> **Exercise brief**: Could you copy out, character for character, the part of the listing from the line with "Find the pitched" to the line with "left=233, top=0, right=413, bottom=180"?

-- begin Source data --

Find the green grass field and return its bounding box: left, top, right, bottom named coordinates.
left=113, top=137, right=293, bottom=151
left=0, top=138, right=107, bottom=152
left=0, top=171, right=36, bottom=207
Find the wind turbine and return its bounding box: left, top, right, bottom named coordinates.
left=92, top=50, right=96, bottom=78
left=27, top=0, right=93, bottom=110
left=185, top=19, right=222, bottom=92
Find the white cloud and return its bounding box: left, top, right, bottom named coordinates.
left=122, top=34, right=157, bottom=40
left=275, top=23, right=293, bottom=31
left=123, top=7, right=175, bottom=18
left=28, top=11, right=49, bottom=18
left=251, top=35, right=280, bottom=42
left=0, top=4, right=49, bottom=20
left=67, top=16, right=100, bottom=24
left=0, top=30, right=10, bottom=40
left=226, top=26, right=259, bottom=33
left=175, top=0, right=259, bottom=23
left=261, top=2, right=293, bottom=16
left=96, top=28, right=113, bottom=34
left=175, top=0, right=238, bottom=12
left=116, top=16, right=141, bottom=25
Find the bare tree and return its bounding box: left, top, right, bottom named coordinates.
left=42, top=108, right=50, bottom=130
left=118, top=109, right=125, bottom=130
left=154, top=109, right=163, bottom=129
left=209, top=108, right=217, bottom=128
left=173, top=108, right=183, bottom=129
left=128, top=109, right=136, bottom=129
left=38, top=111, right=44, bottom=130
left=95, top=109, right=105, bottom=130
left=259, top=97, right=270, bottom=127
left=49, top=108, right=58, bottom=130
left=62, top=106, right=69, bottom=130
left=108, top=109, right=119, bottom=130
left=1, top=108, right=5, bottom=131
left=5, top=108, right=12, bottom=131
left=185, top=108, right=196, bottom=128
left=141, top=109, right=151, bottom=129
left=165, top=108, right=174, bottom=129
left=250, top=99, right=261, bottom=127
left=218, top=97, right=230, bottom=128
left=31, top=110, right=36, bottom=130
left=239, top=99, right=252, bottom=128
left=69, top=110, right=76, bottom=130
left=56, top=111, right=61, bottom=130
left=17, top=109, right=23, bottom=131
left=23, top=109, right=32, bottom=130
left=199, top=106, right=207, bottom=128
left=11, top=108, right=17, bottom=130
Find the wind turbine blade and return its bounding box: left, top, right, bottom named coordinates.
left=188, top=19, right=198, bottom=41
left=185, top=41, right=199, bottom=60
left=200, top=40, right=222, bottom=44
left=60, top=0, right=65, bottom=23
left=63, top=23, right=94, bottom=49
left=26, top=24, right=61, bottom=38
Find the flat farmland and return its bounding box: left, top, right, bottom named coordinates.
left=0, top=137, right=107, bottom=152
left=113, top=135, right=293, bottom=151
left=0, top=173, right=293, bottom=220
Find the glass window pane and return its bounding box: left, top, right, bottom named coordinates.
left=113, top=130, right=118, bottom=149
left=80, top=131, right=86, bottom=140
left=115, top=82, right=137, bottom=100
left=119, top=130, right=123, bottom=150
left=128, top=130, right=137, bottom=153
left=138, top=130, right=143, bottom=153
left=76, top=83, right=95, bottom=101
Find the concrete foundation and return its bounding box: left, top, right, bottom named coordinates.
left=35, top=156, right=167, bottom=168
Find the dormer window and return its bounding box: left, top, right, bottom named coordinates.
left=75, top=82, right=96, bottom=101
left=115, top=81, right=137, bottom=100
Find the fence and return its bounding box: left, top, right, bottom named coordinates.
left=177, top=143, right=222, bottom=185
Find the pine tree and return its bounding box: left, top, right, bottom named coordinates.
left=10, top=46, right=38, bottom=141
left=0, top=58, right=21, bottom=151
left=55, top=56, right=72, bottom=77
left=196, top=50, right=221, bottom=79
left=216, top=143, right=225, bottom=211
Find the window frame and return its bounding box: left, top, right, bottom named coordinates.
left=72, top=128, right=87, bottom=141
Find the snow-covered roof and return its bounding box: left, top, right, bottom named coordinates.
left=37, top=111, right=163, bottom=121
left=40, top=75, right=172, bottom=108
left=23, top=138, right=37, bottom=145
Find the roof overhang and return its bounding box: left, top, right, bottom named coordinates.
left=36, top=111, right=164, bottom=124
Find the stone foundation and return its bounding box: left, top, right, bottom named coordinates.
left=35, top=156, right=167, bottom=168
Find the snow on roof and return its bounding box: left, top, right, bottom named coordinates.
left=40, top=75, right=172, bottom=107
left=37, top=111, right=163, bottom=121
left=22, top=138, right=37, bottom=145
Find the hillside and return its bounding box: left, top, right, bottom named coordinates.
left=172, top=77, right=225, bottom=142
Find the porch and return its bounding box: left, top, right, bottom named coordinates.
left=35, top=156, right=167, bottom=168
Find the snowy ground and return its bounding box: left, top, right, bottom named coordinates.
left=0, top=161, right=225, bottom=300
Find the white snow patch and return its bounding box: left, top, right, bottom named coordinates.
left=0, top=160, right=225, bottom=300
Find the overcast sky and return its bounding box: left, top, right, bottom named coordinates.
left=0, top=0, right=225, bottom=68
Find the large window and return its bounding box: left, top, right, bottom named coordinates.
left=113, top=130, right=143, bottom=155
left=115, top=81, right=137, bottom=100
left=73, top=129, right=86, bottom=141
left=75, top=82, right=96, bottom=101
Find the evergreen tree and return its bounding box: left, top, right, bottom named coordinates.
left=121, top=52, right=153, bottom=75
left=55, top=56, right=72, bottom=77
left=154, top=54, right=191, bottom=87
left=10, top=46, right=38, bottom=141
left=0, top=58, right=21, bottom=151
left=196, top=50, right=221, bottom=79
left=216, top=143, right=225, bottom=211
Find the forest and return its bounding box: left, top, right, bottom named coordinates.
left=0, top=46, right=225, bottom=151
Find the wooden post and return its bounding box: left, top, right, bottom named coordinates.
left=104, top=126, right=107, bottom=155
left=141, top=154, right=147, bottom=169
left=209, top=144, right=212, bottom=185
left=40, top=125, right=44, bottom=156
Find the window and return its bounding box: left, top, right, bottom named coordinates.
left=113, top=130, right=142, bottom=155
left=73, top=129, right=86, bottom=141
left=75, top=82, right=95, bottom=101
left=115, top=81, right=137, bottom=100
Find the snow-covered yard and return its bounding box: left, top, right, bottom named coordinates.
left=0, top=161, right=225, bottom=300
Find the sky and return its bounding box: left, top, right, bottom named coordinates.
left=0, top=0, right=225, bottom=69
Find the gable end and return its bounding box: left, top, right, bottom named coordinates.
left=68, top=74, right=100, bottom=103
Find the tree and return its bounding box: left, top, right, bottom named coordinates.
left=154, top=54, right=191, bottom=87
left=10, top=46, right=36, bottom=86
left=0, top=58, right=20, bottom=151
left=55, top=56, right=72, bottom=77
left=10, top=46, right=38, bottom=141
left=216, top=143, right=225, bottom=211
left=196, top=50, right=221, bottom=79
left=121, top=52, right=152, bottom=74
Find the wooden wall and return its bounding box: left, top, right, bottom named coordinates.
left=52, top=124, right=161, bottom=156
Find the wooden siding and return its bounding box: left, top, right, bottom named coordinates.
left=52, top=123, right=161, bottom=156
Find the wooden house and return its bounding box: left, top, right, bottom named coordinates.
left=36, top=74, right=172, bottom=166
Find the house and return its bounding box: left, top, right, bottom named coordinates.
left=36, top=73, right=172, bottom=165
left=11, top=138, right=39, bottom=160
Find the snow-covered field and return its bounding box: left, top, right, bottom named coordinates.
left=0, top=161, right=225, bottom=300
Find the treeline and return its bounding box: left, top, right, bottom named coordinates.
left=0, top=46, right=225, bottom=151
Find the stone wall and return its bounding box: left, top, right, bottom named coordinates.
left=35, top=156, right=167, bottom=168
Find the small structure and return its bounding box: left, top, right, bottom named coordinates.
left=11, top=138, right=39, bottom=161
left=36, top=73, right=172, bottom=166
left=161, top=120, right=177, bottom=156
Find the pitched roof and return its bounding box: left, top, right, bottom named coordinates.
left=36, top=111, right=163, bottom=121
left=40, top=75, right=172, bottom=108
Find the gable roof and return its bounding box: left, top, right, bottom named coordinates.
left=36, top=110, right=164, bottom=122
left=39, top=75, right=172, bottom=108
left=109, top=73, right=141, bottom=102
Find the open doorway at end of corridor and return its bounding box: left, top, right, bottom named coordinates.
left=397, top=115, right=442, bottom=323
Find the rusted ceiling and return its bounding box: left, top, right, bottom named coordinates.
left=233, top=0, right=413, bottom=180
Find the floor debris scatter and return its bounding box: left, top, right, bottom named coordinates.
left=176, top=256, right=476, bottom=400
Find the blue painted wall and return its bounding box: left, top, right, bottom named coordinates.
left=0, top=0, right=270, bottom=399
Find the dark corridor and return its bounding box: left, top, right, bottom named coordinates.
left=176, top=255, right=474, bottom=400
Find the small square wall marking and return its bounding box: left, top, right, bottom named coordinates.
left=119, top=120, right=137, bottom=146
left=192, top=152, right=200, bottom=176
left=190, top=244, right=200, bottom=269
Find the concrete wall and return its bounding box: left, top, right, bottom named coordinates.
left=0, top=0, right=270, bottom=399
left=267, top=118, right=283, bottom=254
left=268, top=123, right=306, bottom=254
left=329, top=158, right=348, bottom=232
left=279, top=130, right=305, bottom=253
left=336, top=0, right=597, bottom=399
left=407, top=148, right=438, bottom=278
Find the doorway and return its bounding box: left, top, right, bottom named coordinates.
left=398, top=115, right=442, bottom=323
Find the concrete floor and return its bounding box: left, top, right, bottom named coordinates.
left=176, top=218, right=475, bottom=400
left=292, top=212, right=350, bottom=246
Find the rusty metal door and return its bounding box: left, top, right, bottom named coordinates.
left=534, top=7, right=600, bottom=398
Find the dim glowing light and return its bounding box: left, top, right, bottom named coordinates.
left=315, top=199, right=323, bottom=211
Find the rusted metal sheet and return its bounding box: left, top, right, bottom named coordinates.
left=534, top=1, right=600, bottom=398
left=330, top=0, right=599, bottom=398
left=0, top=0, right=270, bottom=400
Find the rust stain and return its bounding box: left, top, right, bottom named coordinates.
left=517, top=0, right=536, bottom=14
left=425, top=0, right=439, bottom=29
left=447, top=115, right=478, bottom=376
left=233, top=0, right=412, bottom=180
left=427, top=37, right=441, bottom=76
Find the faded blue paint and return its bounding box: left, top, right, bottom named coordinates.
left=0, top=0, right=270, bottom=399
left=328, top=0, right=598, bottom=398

-- end Source data --

> **Exercise result**:
Find the pitched roof and return its bounding box: left, top, right, bottom named coordinates.
left=36, top=111, right=163, bottom=121
left=40, top=75, right=172, bottom=108
Find the gable roof and return its bounding box: left, top, right, bottom named coordinates.
left=36, top=110, right=164, bottom=122
left=39, top=75, right=172, bottom=108
left=109, top=73, right=141, bottom=102
Find the open doorway at end of corridor and return its bounding box: left, top, right, bottom named coordinates.
left=397, top=115, right=442, bottom=323
Find the rusted ceiling and return its bounding box: left, top, right, bottom named coordinates.
left=233, top=0, right=413, bottom=180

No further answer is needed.